<<<<

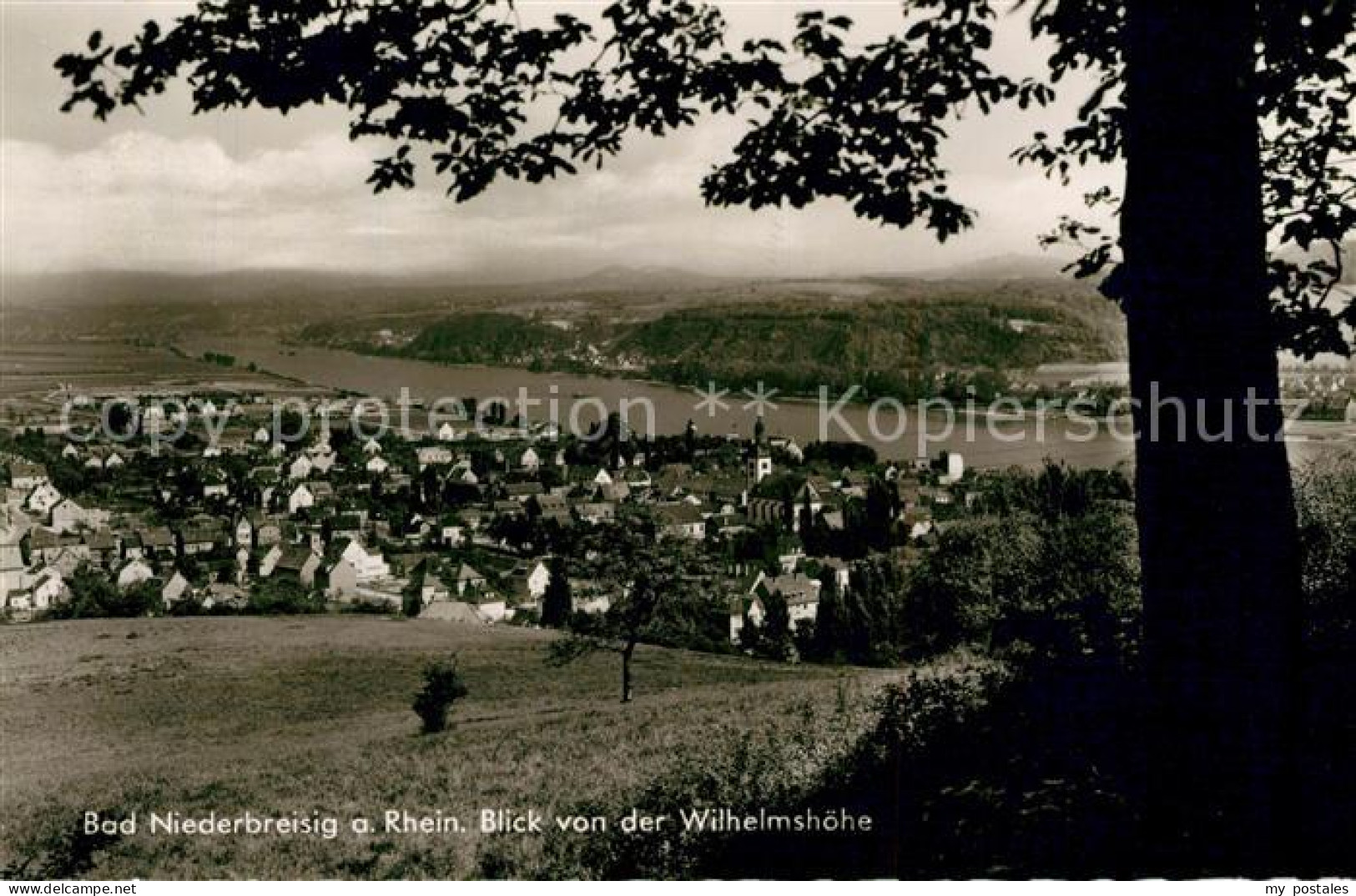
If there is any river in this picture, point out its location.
[186,339,1356,468]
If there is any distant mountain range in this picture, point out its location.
[0,254,1065,308]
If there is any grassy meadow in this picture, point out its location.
[0,616,898,878]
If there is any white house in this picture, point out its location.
[160,569,189,606]
[117,560,154,588]
[415,445,453,471]
[339,540,391,584]
[23,481,61,516]
[288,454,315,480]
[288,482,316,514]
[31,566,69,610]
[937,451,965,486]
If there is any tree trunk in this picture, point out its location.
[621,642,636,703]
[1119,0,1300,874]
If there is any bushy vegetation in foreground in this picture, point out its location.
[483,462,1356,878]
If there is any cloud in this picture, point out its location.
[0,121,1112,275]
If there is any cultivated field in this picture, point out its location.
[0,617,894,878]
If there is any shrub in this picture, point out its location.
[414,653,468,735]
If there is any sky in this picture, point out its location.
[0,0,1122,279]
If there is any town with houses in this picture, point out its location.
[0,385,976,645]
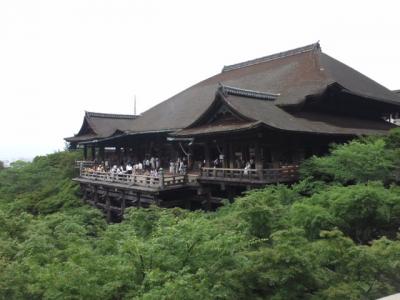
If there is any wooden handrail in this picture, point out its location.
[80,169,185,188]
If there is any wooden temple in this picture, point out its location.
[65,43,400,218]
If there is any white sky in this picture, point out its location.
[0,0,400,160]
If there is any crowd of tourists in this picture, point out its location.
[85,157,187,177]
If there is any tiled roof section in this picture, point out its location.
[222,42,321,72]
[220,84,279,100]
[86,111,138,119]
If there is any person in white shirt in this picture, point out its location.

>>>>

_Task statement:_
Write out all of the material above word for word, leaving out the pictures.

_Answer for the task:_
If there is any river in this picture, point out its location.
[186,339,1356,468]
If there is any distant mountain range in this picture, point out its location.
[0,254,1065,308]
If there is any grassy meadow in this picture, point out its location.
[0,616,898,878]
If there is any white house in this picture, point out its location.
[160,569,189,606]
[117,560,154,588]
[415,445,453,471]
[339,540,391,584]
[23,481,61,516]
[288,454,315,480]
[288,482,316,514]
[31,566,69,610]
[937,451,965,486]
If there is any tree trunk in this picture, point out its location.
[621,642,636,703]
[1119,0,1300,874]
If there is any bushy vegetation in foreground in this picture, point out its location.
[483,462,1356,878]
If there is any cloud in this picture, point out its location.
[0,121,1112,275]
If there is any cultivated field in this picture, point out its location.
[0,617,894,878]
If there is any shrub in this picture, point out its location.
[414,653,468,735]
If there is any sky in this picture, point out its location.
[0,0,1122,279]
If there is any town with houses in this picture, point out its location.
[0,385,976,645]
If there is any wooden handrail in this picture, point out its location.
[80,169,185,188]
If there is any wooden temple in this picture, point out its location.
[65,43,400,218]
If there is any white sky in this picture, point out its location.
[0,0,400,160]
If there is any crowd of tourists in this picture, point out its location.
[85,157,187,177]
If there is any tiled roof section in this picture, point out its location.
[222,42,321,72]
[220,84,279,100]
[86,111,138,119]
If there is any person in white shirt in this picture, point out its location.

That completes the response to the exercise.